BEGIN TEXT SHOWN

LOS ANGELES - Los Angeles County reported 12,488 new cases of COVID-19 and 91 additional deaths on Sunday.
A total of 7,544 COVID-19 patients were hospitalized with the virus, with 21% in intensive care, according to the Los Angeles County Department of Public Health. That's a decrease from the 7,627 patients reported on Saturday. The county's totals for the entire pandemic are now 818,639 cases and 10,773 fatalities.
The case load has doubled in the past month. Conditions are dire at hospitals in the county, with ambulances waiting up to eight hours to off-load patients, leading to a shortage of paramedic crews on the streets and longer 911 response times.
"Our deepest condolences go out to the many families mourning a loved one who passed away from COVID-19 and you remain in our thoughts as we begin this new year,'' Public Health Director Barbara Ferrer said Saturday.
"The strategy for stopping the surge is fairly straightforward. When people stay away from other people, the virus cannot spread as it is doing now. The more we stay home and the more we avoid in-person activities with other people we don't live with, the more we reduce the spread of the virus."
"While health officer orders create the framework for protecting each other, it is our actions that stop people from being hospitalized and dying. When we follow the public health safety directives with intention, we avoid getting and transmitting COVID-19; this is how we stop the surge,'' Ferrer said.
Amid the unfolding disaster, the U.S. Army Corps of Engineers is sending experts to help with the oxygen delivery systems at six of the county's older hospitals, state officials announced Friday.
"The current surge of patients ... it's kind of a hidden disaster,'' Cathy Chidester, director of the county Emergency Medical Services agency, said earlier this week. "It's not a fire. It's not an earthquake. It's not a train wreck that's right in the public view and they can see what is happening and they can avoid that area. It's all happening behind the doors of households and hospitals. So nobody is really, the general public, is not really seeing what is going on.''
Chidester said there are reports of hospitals being so overwhelmed that ambulances are waiting seven or eight hours in emergency bays, forcing patients to be treated in the ambulance. But more importantly, the delay is
keeping the ambulances out of service, leaving them unable to respond to
additional emergency medical calls, she said.
"We're running out of ambulances, and our response to 911 calls is getting longer and longer,'' Chidester said.
She said in the Antelope Valley, the county is using ambulances and ambulance companies "that are not traditionally 911-response ambulances'' just to keep up with the demand.

END TEXT SHOWN
BEGIN EXTRACTED DATA

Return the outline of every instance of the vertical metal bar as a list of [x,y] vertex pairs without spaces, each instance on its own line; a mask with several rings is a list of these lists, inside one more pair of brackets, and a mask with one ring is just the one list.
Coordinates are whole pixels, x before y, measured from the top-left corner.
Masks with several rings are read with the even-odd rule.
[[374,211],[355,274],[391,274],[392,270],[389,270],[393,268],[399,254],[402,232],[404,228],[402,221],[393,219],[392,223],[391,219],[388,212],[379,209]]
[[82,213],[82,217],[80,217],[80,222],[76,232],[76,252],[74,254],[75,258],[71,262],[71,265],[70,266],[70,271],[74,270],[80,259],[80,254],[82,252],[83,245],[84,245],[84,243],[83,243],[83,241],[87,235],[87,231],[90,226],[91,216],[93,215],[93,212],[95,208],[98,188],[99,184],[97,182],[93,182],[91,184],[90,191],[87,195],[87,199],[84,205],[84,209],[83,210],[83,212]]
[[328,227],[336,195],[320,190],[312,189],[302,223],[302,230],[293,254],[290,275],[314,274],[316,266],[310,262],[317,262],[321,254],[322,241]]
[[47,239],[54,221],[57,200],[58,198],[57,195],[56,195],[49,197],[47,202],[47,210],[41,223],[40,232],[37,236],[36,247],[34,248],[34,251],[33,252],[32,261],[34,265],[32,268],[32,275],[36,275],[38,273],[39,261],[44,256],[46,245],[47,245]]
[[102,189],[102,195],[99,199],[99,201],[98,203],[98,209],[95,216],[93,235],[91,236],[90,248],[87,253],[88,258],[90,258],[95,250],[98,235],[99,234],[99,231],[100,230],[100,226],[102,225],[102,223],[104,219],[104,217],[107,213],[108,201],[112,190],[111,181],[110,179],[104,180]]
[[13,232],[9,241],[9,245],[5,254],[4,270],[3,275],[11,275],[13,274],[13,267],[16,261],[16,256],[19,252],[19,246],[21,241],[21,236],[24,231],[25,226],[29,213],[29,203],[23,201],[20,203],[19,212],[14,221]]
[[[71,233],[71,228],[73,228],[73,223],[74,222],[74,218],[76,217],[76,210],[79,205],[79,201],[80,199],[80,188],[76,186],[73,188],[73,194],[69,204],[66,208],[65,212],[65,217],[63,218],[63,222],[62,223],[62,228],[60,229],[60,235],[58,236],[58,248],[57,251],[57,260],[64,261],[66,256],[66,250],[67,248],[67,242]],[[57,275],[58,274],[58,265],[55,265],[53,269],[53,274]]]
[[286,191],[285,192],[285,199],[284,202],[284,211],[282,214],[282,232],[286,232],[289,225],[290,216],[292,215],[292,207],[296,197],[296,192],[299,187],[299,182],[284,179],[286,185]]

END EXTRACTED DATA

Could you repeat, word for word, the passage of the Los Angeles County COVID-19 report above between "LOS ANGELES - Los" and "911 response times.", inclusive?

LOS ANGELES - Los Angeles County reported 12,488 new cases of COVID-19 and 91 additional deaths on Sunday.
A total of 7,544 COVID-19 patients were hospitalized with the virus, with 21% in intensive care, according to the Los Angeles County Department of Public Health. That's a decrease from the 7,627 patients reported on Saturday. The county's totals for the entire pandemic are now 818,639 cases and 10,773 fatalities.
The case load has doubled in the past month. Conditions are dire at hospitals in the county, with ambulances waiting up to eight hours to off-load patients, leading to a shortage of paramedic crews on the streets and longer 911 response times.